What you have to do:
Each entry must appear again exactly as it does in the source.

Records from a collection
• • • • •
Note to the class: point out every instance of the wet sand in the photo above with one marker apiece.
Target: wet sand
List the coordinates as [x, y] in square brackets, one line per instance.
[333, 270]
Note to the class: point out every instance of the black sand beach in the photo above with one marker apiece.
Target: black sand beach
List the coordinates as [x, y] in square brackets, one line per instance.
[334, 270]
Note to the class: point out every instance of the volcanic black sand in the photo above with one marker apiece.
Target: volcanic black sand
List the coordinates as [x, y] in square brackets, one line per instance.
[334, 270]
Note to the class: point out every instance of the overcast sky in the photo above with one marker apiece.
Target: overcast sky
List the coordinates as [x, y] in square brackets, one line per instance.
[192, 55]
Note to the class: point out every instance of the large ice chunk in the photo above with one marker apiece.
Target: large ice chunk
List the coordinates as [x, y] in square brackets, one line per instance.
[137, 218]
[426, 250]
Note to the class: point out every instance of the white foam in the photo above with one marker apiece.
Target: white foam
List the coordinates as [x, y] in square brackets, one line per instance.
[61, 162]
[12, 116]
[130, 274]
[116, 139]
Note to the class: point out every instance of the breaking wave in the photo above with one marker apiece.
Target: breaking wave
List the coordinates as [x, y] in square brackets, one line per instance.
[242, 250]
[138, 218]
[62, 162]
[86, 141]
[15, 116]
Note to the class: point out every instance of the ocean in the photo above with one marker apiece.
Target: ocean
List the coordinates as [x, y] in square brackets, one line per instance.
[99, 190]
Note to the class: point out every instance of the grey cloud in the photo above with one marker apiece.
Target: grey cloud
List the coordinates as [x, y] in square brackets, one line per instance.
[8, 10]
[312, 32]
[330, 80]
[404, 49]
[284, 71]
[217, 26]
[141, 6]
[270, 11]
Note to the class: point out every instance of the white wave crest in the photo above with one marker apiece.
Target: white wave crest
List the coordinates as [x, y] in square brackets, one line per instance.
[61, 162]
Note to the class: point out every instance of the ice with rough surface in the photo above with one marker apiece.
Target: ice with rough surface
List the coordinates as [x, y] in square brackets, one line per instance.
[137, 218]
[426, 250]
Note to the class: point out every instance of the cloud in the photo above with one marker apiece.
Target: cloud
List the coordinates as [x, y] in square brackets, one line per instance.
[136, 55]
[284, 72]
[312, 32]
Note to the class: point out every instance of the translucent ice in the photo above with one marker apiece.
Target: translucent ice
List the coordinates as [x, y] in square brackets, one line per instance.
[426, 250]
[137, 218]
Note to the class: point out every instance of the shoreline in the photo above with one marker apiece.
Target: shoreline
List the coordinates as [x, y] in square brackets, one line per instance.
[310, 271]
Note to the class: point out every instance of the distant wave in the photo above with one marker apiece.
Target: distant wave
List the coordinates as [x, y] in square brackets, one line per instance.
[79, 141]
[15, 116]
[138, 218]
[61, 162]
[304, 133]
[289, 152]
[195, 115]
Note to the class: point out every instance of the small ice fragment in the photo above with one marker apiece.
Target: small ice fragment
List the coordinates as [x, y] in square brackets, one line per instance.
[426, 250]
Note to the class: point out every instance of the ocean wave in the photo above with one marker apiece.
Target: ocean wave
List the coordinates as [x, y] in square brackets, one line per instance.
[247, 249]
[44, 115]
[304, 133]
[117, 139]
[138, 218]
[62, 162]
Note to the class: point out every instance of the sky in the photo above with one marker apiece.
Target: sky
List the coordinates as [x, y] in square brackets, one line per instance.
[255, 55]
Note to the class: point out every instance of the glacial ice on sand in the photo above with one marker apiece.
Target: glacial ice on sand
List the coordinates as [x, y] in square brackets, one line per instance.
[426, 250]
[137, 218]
• • • • •
Final answer:
Note to the class: point out every instance of the wet sand in the photo above with one marker apiece.
Target: wet sand
List the coordinates as [x, y] in square brackets, one line per instance.
[333, 270]
Note to the class: point out every instance of the black sand beach in the photo above with one marker apiece.
Target: black sand beach
List the coordinates as [x, y] in square brackets, one line per instance.
[334, 270]
Note to the class: point out every instance of the volcanic black sand in the photo above with one marker apiece.
Target: volcanic black sand
List the coordinates as [x, y] in square brackets, one line per instance.
[334, 270]
Note to the class: point out every instance of the overcast sky in the photo above with one marker apiece.
Target: overcast sky
List the coordinates as [x, y] in square brackets, one line per instance.
[192, 55]
Note to the class: point out every instance of the large ice chunk in the photo above with one marker apiece.
Target: large ice chunk
List the coordinates as [x, y] in square brackets, one line per instance.
[137, 218]
[426, 250]
Note to the class: point out every instance of the white foam in the photo above with one marker apiece.
Target: white foam
List the coordinates as [x, y] in square brackets, one line per instance.
[61, 162]
[12, 116]
[130, 274]
[116, 139]
Note to the class: point out every instance of the breaking wave in the photo above with one marker apiece.
Target: breaking wave
List the coordinates as [x, y] in square brackets, one line per instance.
[242, 250]
[138, 218]
[62, 162]
[86, 141]
[15, 116]
Note to the class: point out every instance of the ocean in the photo above with one marker apiece.
Target: ocean
List the coordinates as [x, y] in square brackets, one line per instance.
[99, 190]
Note to the class: point out every instance of the grey cloud in the photo above with one marker apiece.
Target: grey cloud
List the coordinates as [x, y] in square brackets, one line per instance.
[8, 10]
[312, 32]
[330, 80]
[404, 49]
[284, 71]
[217, 26]
[141, 6]
[270, 11]
Note to the class: point out every instance of the white wave crest in the photo above with one marker apiece.
Target: white wave crest
List the coordinates as [x, y] in square brackets, one line per instance.
[61, 162]
Note to the class: point out every instance of the ice with rough surface in the photo above with one marker apiece.
Target: ice with rough surface
List the coordinates as [x, y] in square brackets, one line per instance.
[137, 218]
[426, 250]
Note to the class: point out every instance of the cloud in the photo above with one marker apiece.
Target: cloud
List the coordinates as [x, y] in square brackets, one line per instance.
[136, 55]
[284, 72]
[312, 32]
Note to the class: point out every instance of the translucent ice in the photo above with one marker apiece.
Target: translucent ice
List the coordinates as [x, y] in square brackets, one line per instance.
[426, 250]
[137, 218]
Note to the class: point out every instance of the shoreline in the photo above with one marker apiece.
Target: shoreline
List the coordinates as [x, y] in square brackets, one line per instance.
[310, 271]
Note to the class: point out every instance of the distant wave in the photo above with one marker apiece.
Target: distant wave
List the coordinates as [x, y] in square brackets, one line per instance.
[79, 141]
[15, 116]
[138, 218]
[61, 162]
[304, 133]
[289, 152]
[195, 115]
Note to the class: point out every instance of the small ice fragment in the photo above with one marker apiece.
Target: small ice fragment
List the coordinates as [x, y] in square brackets, one line per instance.
[426, 250]
Note to the class: point out every instance of the ocean wave in the photo above with one marker apiece.
Target: ocean wave
List the coordinates as [x, y] in square brackets, one line per instance.
[247, 249]
[44, 115]
[304, 133]
[117, 139]
[138, 218]
[62, 162]
Note to the class: point out every instance of the sky in the photo above with one marker apiece.
Target: sky
List the coordinates as [x, y] in square brackets, one line per instance.
[255, 55]
Note to the class: point out every instance of the glacial ice on sand in the photo above with one marker apiece.
Target: glacial ice on sand
List the coordinates as [x, y] in square brackets, one line per instance.
[426, 250]
[137, 218]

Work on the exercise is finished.